___ TRECHO DE ORIGEM

Após a euforia da independência, no final dos anos 80 e início de 90, a novíssima “geração” de escritores começou a denunciar o vazio cultural no Arquipélago, além de constatar que a fome e a miséria não foram extintas. Houve uma desilusão em relação aos valores cantalutistas que animaram a poética da independência. A poesia então, deixou de cantar apenas o social e passou a operar também com os sentimentos individuais, com o existencial e o universal. Esse novo lirismo se caracterizou por construções metapoéticas e passou a repensar tanto os caminhos sociais, como os da própria poesia. (SECCO, 1999. p. 20) 

Salutar recordarmos as pertinentes observações contidas nas epístolas de Timóteo Tio Tiofe (heterônimo de João Manuel Varela) e merecedoras de nosso logro acerca das responsabilidades das gerações posteriores à Claridade – nesse momento por um prisma diferente do mencionado por Cabral, como muito bem apontou o poeta em sua “Primeira Epístola ao irmão António”, datada do ano de 1974. As críticas são incisivas diante do panorama literário do país, pois Tiofe aspira que

(...) os nossos poetas sejam mais exigentes na sua preparação cultural e na factura da sua poesia que os seus predecessores. A poesia cabo-verdiana está numa encruzilhada. Possuímos um antepassado de valor Jorge Barbosa. Precisamos ultrapassá-lo para fazer progredir a poesia do nosso país. (TIOFE, 2001, p. 136)

______
___ INFORMAÇÕES FORNECIDAS

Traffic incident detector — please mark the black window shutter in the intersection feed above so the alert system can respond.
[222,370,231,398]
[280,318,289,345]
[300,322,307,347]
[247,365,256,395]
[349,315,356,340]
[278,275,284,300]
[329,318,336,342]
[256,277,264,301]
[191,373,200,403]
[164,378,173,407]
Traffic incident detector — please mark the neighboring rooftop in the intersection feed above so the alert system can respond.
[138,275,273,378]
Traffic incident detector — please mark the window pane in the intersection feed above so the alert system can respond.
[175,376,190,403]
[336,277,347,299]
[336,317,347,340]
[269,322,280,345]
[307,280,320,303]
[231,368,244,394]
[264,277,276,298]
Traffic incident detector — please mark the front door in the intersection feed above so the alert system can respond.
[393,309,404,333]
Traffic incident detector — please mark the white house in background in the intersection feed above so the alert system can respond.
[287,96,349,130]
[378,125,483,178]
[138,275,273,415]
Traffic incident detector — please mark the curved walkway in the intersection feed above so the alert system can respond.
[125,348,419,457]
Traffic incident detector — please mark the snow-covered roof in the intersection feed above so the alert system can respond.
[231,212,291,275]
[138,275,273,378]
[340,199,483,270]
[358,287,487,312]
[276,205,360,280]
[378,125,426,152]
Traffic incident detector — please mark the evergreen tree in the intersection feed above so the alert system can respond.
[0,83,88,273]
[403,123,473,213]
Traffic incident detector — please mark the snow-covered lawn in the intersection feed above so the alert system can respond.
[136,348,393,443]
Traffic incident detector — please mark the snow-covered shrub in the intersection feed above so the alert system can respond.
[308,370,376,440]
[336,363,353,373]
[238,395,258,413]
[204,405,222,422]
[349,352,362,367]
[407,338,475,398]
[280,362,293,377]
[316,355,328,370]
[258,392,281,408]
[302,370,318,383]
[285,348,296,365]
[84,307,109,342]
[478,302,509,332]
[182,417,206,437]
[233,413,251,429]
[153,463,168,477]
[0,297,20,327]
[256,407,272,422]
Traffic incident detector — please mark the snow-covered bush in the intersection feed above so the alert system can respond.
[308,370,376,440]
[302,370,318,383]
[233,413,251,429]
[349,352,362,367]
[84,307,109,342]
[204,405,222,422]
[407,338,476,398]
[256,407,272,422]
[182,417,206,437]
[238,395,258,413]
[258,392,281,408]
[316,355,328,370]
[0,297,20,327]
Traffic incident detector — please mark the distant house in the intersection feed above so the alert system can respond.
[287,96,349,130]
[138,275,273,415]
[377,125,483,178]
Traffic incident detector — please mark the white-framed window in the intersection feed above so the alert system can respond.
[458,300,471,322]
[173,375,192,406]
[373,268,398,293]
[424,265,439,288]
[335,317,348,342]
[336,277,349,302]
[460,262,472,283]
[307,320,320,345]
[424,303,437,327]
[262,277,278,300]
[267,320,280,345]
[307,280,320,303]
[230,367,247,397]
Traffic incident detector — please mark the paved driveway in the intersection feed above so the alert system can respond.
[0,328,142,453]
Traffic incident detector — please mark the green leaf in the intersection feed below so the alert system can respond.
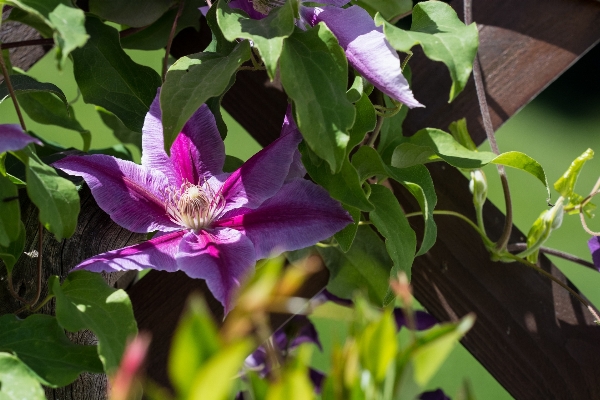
[0,314,102,387]
[5,0,89,69]
[0,221,25,274]
[48,271,137,372]
[333,204,361,252]
[392,128,550,198]
[0,173,21,247]
[0,74,69,104]
[411,314,475,386]
[346,93,377,154]
[279,23,355,173]
[375,1,479,101]
[352,146,437,256]
[169,297,221,397]
[121,0,206,50]
[554,149,594,199]
[369,185,417,280]
[0,353,46,400]
[73,15,161,132]
[187,339,254,400]
[356,0,413,21]
[317,225,392,304]
[300,143,373,211]
[217,0,295,80]
[89,0,173,28]
[25,152,79,240]
[96,107,142,150]
[358,311,398,383]
[160,40,250,153]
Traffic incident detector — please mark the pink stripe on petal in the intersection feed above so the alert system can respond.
[300,6,423,108]
[53,154,181,233]
[217,179,352,259]
[221,125,302,212]
[176,228,256,314]
[0,124,42,153]
[74,230,186,272]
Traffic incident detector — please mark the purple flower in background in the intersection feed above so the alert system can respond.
[0,124,42,154]
[229,0,423,108]
[54,92,352,313]
[588,236,600,272]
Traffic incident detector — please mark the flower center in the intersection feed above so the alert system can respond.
[165,181,225,232]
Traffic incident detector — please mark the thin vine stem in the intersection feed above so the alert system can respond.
[506,243,596,269]
[464,0,513,251]
[162,0,185,83]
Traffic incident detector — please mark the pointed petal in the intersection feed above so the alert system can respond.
[53,154,181,233]
[300,6,423,108]
[0,124,42,153]
[177,228,256,314]
[217,179,352,259]
[588,236,600,272]
[221,125,302,213]
[142,89,225,187]
[279,105,306,182]
[73,230,185,272]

______

**AÇÕES A REALIZAR:**
#1 Responda às perguntas abaixo com base no trecho sobre a poesia cabo-verdiana.
(a) O que a novíssima geração de escritores começou a denunciar no Arquipélago no final dos anos 80 e início de 90?
(b) De quem Timóteo Tio Tiofe é heterônimo?
(c) Que poeta Tiofe chama de "antepassado de valor" que precisa ser ultrapassado?
#2 Prossiga o trecho sobre a poesia cabo-verdiana a partir da última frase apresentada.

**RESPOSTAS EM ORDEM:**
#1
(a) O vazio cultural no Arquipélago.
(b) De João Manuel Varela.
(c) Jorge Barbosa.

#2
e assim encerra:

Nunca me cansarei de proclamar: para nós, escritores de hoje, tal é a maior herança que nos deixaram os homens da Claridade. Ela não é pequena, mas, justamente porque reconhecemos a nossa dívida, é importante saber onde pararam, até onde chegaram, para podermos ir mais longe. E aqui recordo: eles lançaram as bases duma “escrita cabo-verdiana” e cabe agora aos que seguem dar uma certa envergadura a essa escrita específica e estruturá-la, torná-la, numa palavra, digna do nome de literatura. (idem, 2001,  p. 144)

Posteriormente, Tiofe, na “Oitava Epístola ao irmão António”, atestaria a transformação da poesia cabo-verdiana e a compreensão da poesia de cariz metafísico de seu outro heterônimo, João Vário. “Há já alguns anos que muitos patrícios começaram a aceitar esse tipo de poesia, como a praticá-la. Em suma, mudou-se o paradigma” (TIOFE, p. 303). A poesia de Vário sofreu pesadas críticas e foi legada ao ostracismo como bem apontou o poeta e ensaísta José Luis Hopffer Almada no artigo “Que caminhos para a poesia cabo-verdiana? Parte II – O Exemplo já antigo de João Vário” (ALMADA, 2010), desde que sua escrita veio à luz em pleno período cantalutista. Tal discriminação já havia sido relatada por Manuel Ferreira e que reclamava a reintegração de João Vário às letras do arquipélago:

Trata-se de um corpus a ser reintegrado, como se disse, na literatura cabo-verdiana, ainda que os temas, as mensagens, a linguagem, independentemente da sua importância e qualidade, não se ajustem àquilo que se vem convencionando chamar-se a cabo-verdianidade. Mas (...) não há mais fundamento para uma discriminação deste teor, exclusivamente de caráter estético-ideológico. (FERREIRA, 1986, p. 63-64)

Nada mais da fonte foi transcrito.